TASK DETAILS:
Could you copy, word for word, only the lines from the one containing "label the gray stone, a point per instance." through the last line of the records below, both included?
[Start of MATERIAL PROVIDED]
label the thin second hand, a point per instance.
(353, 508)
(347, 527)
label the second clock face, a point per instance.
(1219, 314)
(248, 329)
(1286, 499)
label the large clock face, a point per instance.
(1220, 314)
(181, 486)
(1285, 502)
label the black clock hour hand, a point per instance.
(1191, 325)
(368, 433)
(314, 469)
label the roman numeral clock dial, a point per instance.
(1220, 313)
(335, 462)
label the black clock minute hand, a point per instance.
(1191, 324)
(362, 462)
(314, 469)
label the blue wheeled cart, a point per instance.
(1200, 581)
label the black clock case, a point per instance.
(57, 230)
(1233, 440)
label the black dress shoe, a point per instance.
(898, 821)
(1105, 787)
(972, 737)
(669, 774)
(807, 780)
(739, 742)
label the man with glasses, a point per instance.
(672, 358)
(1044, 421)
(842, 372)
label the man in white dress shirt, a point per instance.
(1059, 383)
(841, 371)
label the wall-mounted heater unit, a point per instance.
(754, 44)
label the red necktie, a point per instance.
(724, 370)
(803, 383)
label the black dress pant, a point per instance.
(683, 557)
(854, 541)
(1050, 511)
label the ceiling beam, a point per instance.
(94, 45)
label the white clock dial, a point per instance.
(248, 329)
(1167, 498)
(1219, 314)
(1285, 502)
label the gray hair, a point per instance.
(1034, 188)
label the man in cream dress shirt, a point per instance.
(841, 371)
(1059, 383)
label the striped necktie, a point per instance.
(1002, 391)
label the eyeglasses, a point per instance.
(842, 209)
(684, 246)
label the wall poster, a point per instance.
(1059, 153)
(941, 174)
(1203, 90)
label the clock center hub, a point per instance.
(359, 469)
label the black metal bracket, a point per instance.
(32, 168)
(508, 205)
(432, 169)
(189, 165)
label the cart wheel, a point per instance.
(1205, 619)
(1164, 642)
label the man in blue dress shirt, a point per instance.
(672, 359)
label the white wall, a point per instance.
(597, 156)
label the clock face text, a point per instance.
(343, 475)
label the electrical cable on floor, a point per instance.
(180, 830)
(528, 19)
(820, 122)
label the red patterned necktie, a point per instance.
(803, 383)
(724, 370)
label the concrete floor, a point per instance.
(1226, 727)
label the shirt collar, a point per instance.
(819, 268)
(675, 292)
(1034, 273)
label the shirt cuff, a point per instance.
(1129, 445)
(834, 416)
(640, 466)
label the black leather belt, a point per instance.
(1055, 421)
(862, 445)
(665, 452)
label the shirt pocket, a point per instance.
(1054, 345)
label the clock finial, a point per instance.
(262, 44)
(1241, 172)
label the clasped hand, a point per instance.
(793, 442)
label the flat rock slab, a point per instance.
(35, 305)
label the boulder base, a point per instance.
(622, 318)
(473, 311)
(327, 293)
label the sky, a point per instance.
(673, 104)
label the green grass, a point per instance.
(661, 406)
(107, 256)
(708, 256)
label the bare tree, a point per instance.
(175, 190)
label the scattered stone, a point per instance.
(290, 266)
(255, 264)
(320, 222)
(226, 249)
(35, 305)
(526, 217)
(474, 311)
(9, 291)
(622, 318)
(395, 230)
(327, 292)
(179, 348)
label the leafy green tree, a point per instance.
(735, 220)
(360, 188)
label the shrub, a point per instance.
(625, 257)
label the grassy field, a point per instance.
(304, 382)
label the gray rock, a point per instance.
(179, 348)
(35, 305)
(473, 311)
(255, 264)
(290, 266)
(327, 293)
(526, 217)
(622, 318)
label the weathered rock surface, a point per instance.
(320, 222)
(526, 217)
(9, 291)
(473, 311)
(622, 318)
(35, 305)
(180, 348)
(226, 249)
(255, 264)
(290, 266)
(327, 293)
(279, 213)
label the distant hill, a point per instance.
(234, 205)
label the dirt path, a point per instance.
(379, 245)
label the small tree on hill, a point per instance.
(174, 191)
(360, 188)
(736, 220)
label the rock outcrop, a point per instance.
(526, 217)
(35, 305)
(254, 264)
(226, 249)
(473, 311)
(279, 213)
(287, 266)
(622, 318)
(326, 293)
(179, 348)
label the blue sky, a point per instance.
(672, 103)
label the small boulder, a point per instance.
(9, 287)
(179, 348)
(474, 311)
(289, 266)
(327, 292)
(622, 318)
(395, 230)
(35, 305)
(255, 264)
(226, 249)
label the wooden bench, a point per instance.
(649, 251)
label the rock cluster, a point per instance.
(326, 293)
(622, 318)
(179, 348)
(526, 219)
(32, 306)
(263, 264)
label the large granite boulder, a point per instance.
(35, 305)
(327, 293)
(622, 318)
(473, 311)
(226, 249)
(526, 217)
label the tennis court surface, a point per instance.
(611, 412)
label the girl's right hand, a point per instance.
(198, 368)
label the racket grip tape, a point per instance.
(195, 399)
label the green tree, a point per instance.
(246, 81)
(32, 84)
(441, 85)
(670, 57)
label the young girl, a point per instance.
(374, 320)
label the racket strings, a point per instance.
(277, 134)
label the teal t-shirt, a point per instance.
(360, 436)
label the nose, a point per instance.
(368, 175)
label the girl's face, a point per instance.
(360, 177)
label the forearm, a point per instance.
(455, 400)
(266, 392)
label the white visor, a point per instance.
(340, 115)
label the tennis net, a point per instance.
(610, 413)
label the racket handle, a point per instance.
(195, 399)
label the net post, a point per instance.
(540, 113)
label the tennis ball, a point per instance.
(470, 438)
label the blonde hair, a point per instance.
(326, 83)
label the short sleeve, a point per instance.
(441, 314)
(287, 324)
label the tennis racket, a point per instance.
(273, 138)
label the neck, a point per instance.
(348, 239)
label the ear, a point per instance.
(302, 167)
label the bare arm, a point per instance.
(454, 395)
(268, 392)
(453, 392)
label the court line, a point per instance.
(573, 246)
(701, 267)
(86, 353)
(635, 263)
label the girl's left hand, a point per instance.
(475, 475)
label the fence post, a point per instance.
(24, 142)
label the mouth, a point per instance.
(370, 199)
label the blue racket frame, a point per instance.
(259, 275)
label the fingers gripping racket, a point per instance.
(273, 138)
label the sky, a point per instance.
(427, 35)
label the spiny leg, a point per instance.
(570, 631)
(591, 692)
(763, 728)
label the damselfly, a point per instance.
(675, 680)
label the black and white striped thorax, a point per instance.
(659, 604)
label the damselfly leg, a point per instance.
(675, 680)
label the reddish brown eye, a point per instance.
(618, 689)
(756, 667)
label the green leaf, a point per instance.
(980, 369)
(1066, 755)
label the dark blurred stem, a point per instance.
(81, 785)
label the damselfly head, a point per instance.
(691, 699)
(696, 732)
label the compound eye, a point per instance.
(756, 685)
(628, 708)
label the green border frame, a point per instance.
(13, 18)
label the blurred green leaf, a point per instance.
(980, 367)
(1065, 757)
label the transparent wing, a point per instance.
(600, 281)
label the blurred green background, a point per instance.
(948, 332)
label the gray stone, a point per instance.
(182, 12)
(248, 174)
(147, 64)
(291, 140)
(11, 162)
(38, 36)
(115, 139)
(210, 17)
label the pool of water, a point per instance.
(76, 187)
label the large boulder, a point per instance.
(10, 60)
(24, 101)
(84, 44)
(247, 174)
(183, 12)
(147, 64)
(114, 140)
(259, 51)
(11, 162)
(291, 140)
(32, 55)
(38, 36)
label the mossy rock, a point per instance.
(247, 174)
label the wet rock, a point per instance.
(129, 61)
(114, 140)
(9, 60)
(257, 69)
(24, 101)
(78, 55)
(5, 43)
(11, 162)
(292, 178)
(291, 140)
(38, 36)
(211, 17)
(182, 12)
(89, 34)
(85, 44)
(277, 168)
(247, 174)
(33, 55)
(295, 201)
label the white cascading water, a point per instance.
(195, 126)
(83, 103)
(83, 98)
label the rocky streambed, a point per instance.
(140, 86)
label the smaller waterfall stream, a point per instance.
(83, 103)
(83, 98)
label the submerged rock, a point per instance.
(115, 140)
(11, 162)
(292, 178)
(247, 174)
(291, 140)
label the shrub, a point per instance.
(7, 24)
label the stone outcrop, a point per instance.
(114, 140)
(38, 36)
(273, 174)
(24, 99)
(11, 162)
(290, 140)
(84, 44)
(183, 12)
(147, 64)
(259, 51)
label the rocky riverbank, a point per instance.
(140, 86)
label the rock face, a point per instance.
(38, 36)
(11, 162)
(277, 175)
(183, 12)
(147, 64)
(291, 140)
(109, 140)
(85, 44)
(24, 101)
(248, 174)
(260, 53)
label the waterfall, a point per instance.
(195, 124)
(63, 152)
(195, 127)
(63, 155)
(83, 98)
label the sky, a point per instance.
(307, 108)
[End of MATERIAL PROVIDED]
REPLY TO THE EXERCISE:
label the gray stone, a point per instance.
(182, 12)
(248, 174)
(147, 64)
(291, 140)
(11, 162)
(38, 36)
(115, 139)
(210, 17)
label the pool of water, a point per instance.
(76, 187)
label the large boulder, a point per instance.
(10, 60)
(24, 101)
(84, 44)
(247, 174)
(183, 12)
(147, 64)
(114, 140)
(259, 51)
(11, 162)
(291, 140)
(32, 55)
(38, 36)
label the mossy rock, a point per instance.
(247, 174)
label the wet rock, a point per instance.
(129, 61)
(114, 140)
(9, 60)
(257, 69)
(24, 101)
(78, 55)
(5, 43)
(11, 162)
(292, 178)
(291, 140)
(38, 36)
(211, 17)
(182, 12)
(89, 34)
(85, 44)
(277, 168)
(247, 174)
(33, 55)
(295, 201)
label the white cascading water, a point per instance.
(195, 126)
(83, 103)
(83, 98)
label the rocky streambed, a point per instance.
(140, 86)
label the smaller waterfall stream, a point per instance.
(83, 103)
(83, 98)
label the submerged rock, a point per instance.
(115, 140)
(11, 162)
(292, 178)
(247, 174)
(291, 140)
label the shrub, a point per instance.
(7, 24)
label the stone outcrop, a point per instance.
(114, 140)
(38, 36)
(273, 174)
(24, 99)
(11, 162)
(290, 140)
(84, 44)
(183, 12)
(147, 64)
(259, 51)
label the rocky riverbank, a point per instance.
(140, 86)
label the rock face, a point per instance.
(38, 36)
(11, 162)
(277, 175)
(183, 12)
(147, 64)
(291, 140)
(109, 140)
(85, 44)
(24, 101)
(248, 174)
(260, 53)
label the waterfall, a point per instance.
(195, 124)
(63, 152)
(195, 127)
(63, 155)
(83, 98)
label the sky, a point per instance.
(307, 108)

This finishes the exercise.